* _Work to be completed_:
Extract the text of every entry below exactly; leave images out.

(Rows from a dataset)
►

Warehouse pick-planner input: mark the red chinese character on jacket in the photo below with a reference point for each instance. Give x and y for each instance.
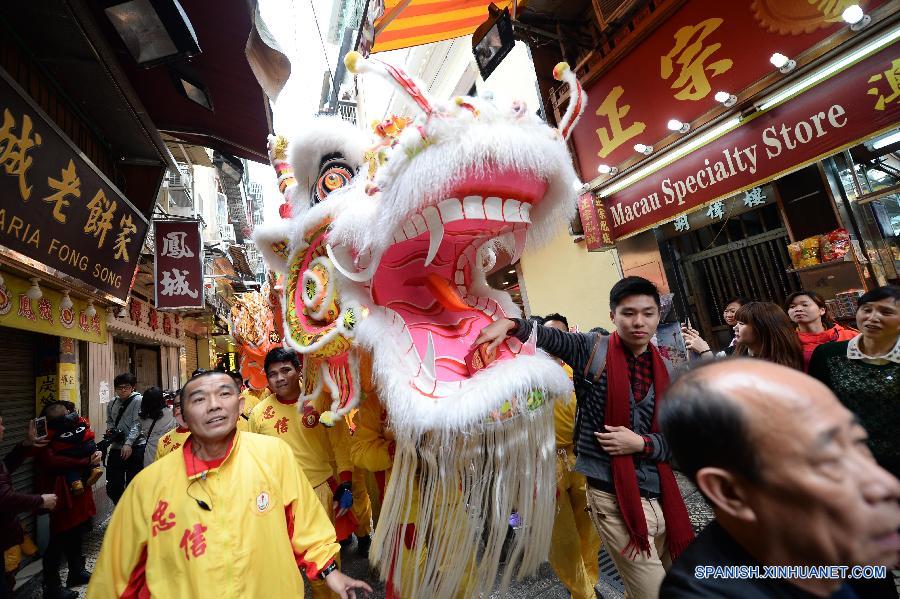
(193, 542)
(162, 521)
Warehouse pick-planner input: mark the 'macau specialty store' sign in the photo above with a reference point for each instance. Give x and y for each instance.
(56, 208)
(853, 105)
(706, 46)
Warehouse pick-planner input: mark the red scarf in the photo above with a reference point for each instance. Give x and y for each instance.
(679, 532)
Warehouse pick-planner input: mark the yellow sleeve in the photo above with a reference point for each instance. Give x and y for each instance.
(312, 534)
(160, 444)
(124, 546)
(369, 449)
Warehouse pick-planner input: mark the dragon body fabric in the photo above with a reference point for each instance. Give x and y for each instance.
(384, 242)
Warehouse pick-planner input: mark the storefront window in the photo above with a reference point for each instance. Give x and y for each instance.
(869, 175)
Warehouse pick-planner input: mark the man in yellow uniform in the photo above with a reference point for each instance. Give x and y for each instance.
(230, 515)
(320, 451)
(175, 438)
(575, 545)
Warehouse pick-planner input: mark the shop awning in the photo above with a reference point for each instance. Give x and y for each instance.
(408, 23)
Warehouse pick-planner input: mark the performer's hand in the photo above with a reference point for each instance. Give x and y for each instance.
(620, 440)
(345, 586)
(495, 333)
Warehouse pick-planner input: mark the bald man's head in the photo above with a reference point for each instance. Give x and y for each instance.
(784, 464)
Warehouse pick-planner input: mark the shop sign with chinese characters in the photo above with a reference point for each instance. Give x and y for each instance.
(47, 315)
(56, 209)
(595, 223)
(179, 264)
(704, 47)
(853, 105)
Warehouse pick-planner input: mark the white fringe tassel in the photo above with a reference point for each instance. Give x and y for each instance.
(460, 489)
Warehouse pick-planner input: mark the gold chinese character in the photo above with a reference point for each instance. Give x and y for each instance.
(691, 57)
(616, 135)
(69, 184)
(14, 150)
(124, 237)
(100, 217)
(892, 76)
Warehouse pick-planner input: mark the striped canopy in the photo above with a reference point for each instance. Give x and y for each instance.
(408, 23)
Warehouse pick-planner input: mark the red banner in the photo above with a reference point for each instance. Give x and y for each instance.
(837, 113)
(595, 222)
(706, 46)
(179, 264)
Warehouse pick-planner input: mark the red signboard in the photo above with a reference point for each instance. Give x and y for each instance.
(837, 113)
(179, 264)
(595, 222)
(57, 211)
(706, 46)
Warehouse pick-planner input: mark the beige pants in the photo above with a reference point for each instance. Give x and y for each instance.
(643, 575)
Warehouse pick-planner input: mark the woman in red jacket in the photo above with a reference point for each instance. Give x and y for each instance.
(13, 503)
(814, 327)
(68, 522)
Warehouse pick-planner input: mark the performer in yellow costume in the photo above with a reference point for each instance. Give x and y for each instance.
(231, 515)
(320, 451)
(575, 544)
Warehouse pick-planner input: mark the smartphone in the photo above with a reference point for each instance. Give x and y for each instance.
(40, 427)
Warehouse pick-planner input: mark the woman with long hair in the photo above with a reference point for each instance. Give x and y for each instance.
(814, 327)
(156, 420)
(764, 331)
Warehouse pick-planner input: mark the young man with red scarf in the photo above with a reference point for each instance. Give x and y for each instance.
(633, 499)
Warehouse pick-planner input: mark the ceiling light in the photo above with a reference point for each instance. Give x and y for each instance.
(854, 15)
(783, 63)
(34, 292)
(605, 169)
(886, 140)
(154, 31)
(834, 67)
(676, 125)
(725, 98)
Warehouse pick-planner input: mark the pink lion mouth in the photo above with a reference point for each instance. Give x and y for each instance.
(427, 285)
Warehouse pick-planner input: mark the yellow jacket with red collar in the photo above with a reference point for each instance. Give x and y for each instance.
(172, 440)
(263, 525)
(321, 451)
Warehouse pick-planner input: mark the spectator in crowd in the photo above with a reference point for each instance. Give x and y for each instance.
(864, 372)
(633, 498)
(814, 326)
(156, 420)
(231, 515)
(123, 426)
(787, 472)
(70, 520)
(321, 452)
(575, 546)
(173, 439)
(764, 331)
(12, 503)
(70, 435)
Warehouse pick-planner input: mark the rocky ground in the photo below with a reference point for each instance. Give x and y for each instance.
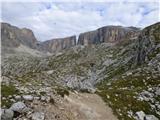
(65, 85)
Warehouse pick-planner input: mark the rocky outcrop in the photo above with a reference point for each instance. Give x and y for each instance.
(13, 36)
(112, 34)
(55, 45)
(148, 43)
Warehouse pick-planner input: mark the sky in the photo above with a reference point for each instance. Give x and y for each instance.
(50, 20)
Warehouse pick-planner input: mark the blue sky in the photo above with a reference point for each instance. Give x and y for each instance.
(61, 19)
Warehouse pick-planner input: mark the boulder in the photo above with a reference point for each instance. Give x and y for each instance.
(28, 97)
(140, 115)
(38, 116)
(19, 107)
(6, 114)
(18, 97)
(151, 117)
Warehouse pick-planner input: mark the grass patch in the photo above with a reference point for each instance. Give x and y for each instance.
(62, 91)
(121, 95)
(5, 92)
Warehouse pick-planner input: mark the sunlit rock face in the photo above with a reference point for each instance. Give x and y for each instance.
(13, 36)
(56, 45)
(112, 34)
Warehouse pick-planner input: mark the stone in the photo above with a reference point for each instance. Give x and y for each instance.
(157, 91)
(36, 98)
(38, 116)
(151, 117)
(18, 97)
(50, 72)
(140, 115)
(19, 107)
(43, 98)
(28, 97)
(7, 114)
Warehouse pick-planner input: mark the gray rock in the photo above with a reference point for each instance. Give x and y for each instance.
(6, 114)
(38, 116)
(19, 107)
(18, 97)
(36, 98)
(140, 115)
(157, 91)
(151, 117)
(43, 98)
(28, 97)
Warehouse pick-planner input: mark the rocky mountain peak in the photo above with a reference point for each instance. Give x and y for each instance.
(111, 34)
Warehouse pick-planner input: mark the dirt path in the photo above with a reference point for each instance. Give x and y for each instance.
(86, 106)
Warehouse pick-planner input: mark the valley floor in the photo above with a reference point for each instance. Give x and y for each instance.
(87, 106)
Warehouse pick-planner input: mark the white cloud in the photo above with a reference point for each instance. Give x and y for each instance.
(52, 20)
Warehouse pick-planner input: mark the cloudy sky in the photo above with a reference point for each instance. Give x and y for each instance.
(60, 19)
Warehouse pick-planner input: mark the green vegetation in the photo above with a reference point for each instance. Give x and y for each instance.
(7, 91)
(121, 95)
(62, 91)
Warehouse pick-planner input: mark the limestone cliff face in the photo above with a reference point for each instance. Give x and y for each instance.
(56, 45)
(111, 34)
(148, 45)
(13, 36)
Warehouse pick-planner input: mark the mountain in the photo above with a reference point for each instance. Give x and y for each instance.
(59, 44)
(14, 37)
(110, 34)
(126, 74)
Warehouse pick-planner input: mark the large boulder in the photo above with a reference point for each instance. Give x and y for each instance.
(19, 107)
(28, 97)
(140, 115)
(7, 114)
(151, 117)
(38, 116)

◄

* _Solution_:
Warehouse pick-planner input: mark the red chinese character on jacket in the photo below with a reference point for each instance. Give x and y for each instance.
(193, 542)
(162, 521)
Warehouse pick-planner input: mark the 'macau specialty store' sign in the photo above with a reference point for each instance. Give x and y for each instance.
(56, 208)
(853, 105)
(706, 46)
Warehouse pick-planner input: mark the red scarf in the photo above with a reference point for each instance. Give x and y for each instance.
(679, 532)
Warehouse pick-planner input: mark the yellow sleeve in the photo above with a reference point for each instance. Give x and y for each instance.
(312, 534)
(160, 444)
(124, 546)
(369, 449)
Warehouse pick-planner input: mark the dragon body fabric in the photo above with a reference point for each instance. Give x and y for each instance.
(384, 242)
Warehouse pick-planner input: mark the storefront window in the photo above with a reference point for each instance. Give x and y for each instance.
(869, 175)
Warehouse pick-planner input: mark the man in yellow uniform in the photo above with a reference point for each instance. Give x and y for each instance.
(230, 515)
(320, 451)
(175, 438)
(575, 545)
Warehouse pick-planner input: mark the shop awning in the photo above with a reference point for each instance. Give x and y for each instance.
(408, 23)
Warehouse pick-planner input: mark the performer's hand in the photo above with a reference point for each instance. Give x and y for each instance.
(620, 440)
(345, 586)
(495, 333)
Warehouse pick-planner input: mark the bald man's head in the photo above with a reference point for each instance. Give x and y for each instance.
(784, 464)
Warehouse pick-planner input: mark the shop sign with chinese characters in the photo above with a reference point for each instance. Give x and y for each instance.
(47, 315)
(56, 209)
(595, 223)
(179, 264)
(704, 47)
(853, 105)
Warehouse pick-planner input: mark the white fringe tassel in the photo above with a reference point for each instance. Give x and y for each instance.
(460, 489)
Warehouse pick-planner input: mark the gold chinese character in the photo above with a reference point for each instance. Give x and y for each instance.
(691, 57)
(616, 135)
(69, 184)
(14, 150)
(124, 237)
(100, 217)
(892, 76)
Warehouse pick-planner input: mark the striped canopy in the photo above with a reference point for each instance. Give x and y for each instance.
(408, 23)
Warehouse pick-planner input: mark the red banner in the photo above with a reference point for each instance. Give x and y for each instance.
(837, 113)
(595, 222)
(706, 46)
(179, 264)
Warehouse pick-planner input: mark the red signboard in the photo above with a reference point for each instance. Give x and y for each instance.
(837, 113)
(179, 264)
(595, 222)
(57, 211)
(706, 46)
Warehouse pick-planner input: mark the beige pants in the photo above with a reference point for each instance. Give x and y for each instance.
(643, 575)
Warehouse pick-planner input: mark the woman in red jacket in the photo above with a reference point for each instance. Give x and y for each instance.
(13, 503)
(814, 327)
(68, 522)
Warehouse pick-planner input: mark the performer in yellow costume in the photo above with a reference point for each instance. Give x and y for each instance.
(231, 515)
(320, 451)
(575, 544)
Warehouse pick-planner input: mark the smartphone in the photo above with a reference point for each instance. Give x and y for each instance.
(40, 427)
Warehouse pick-planner input: mark the woman with long hair in the photo above with a reference point for each instance. Give x and y for each instance.
(814, 327)
(156, 420)
(764, 331)
Warehouse pick-planner input: mark the young man with red scarf in the photo above with a reference point for each instance. Give x and y for each instance.
(633, 499)
Warehouse pick-planner input: mark the ceiling light in the photo above with a reference point for each instance. Give x and y for each instance.
(854, 15)
(783, 63)
(34, 292)
(605, 169)
(886, 140)
(154, 31)
(834, 67)
(676, 125)
(725, 98)
Warehouse pick-planner input: mark the pink lion mouth in the photo above with a reference point for each instance. Give x and y for each instance.
(427, 285)
Warehouse pick-planner input: mark the yellow jacket with red collar in the photo above with a reference point for each instance. Give x and y for each instance.
(172, 440)
(263, 525)
(321, 451)
Warehouse pick-planner input: mark the spectator in crowd in the photo above with a reference point for each instance. Give x and y for each instance.
(864, 372)
(633, 498)
(814, 326)
(156, 420)
(231, 515)
(123, 426)
(787, 472)
(70, 520)
(321, 452)
(575, 546)
(173, 439)
(764, 331)
(12, 503)
(70, 435)
Warehouse pick-planner input: mark the rocky ground in the photo below with a reference point for each instance. Give x and y for each instance.
(65, 85)
Warehouse pick-planner input: mark the rocky outcrop in the photo above with a reference point for each instance. Give x and y for each instance.
(13, 36)
(112, 34)
(55, 45)
(148, 43)
Warehouse pick-planner input: mark the sky in the photo above with a reference point for each instance. Give x and y for each instance.
(50, 20)
Warehouse pick-planner input: mark the blue sky in the photo above with a reference point for each instance. Give x and y for each instance.
(61, 19)
Warehouse pick-planner input: mark the boulder in the photo above with a reference point for each instance. Give x and y for each instance.
(28, 97)
(140, 115)
(38, 116)
(19, 107)
(6, 114)
(18, 97)
(151, 117)
Warehouse pick-planner input: mark the grass patch in the photo above with a reference point for each instance. Give x and y for each instance.
(62, 91)
(121, 95)
(5, 92)
Warehouse pick-planner input: mark the sunlit rock face in the photo above with a reference point for each instance. Give x and y for each instance.
(13, 36)
(56, 45)
(112, 34)
Warehouse pick-planner input: mark the stone in the photo above with a reference point for each instance. Give x and y for each instance.
(157, 91)
(36, 98)
(38, 116)
(151, 117)
(18, 97)
(50, 72)
(140, 115)
(19, 107)
(43, 98)
(28, 97)
(7, 114)
Warehouse pick-planner input: mark the gray rock in the photo above with a reference point for each instance. Give x and y for each instance.
(6, 114)
(38, 116)
(19, 107)
(18, 97)
(36, 98)
(140, 115)
(157, 91)
(151, 117)
(43, 98)
(28, 97)
Warehouse pick-planner input: mark the rocky mountain peak in the photo above with a reference point for each instance. Give x and y for each instance.
(111, 34)
Warehouse pick-planner input: mark the dirt path in the photo above with a reference point for each instance. Give x and y for each instance.
(86, 106)
Warehouse pick-planner input: mark the valley floor in the photo above with a reference point for each instance. Give x and y for each instance.
(87, 106)
Warehouse pick-planner input: mark the white cloud in the photo above with a reference point for each instance. Give x and y for each instance.
(52, 20)
Warehouse pick-planner input: mark the cloudy sky in the photo above with a reference point for each instance. Give x and y for each instance.
(60, 19)
Warehouse pick-planner input: mark the green vegetation in the photo above with a reference point for each instance. Give x and y for each instance.
(7, 91)
(121, 95)
(62, 91)
Warehouse pick-planner input: mark the limestone cliff face in the photo above with a reference point for each instance. Give x and y for each instance.
(56, 45)
(111, 34)
(148, 45)
(13, 36)
Warehouse pick-planner input: mark the mountain in the photo above with a reference point for each instance. Give x and y for each instance.
(59, 44)
(14, 37)
(110, 34)
(126, 74)
Warehouse pick-planner input: mark the large boulder in the photo above with a reference point for each instance. Give x and y for each instance.
(19, 107)
(28, 97)
(140, 115)
(7, 114)
(151, 117)
(38, 116)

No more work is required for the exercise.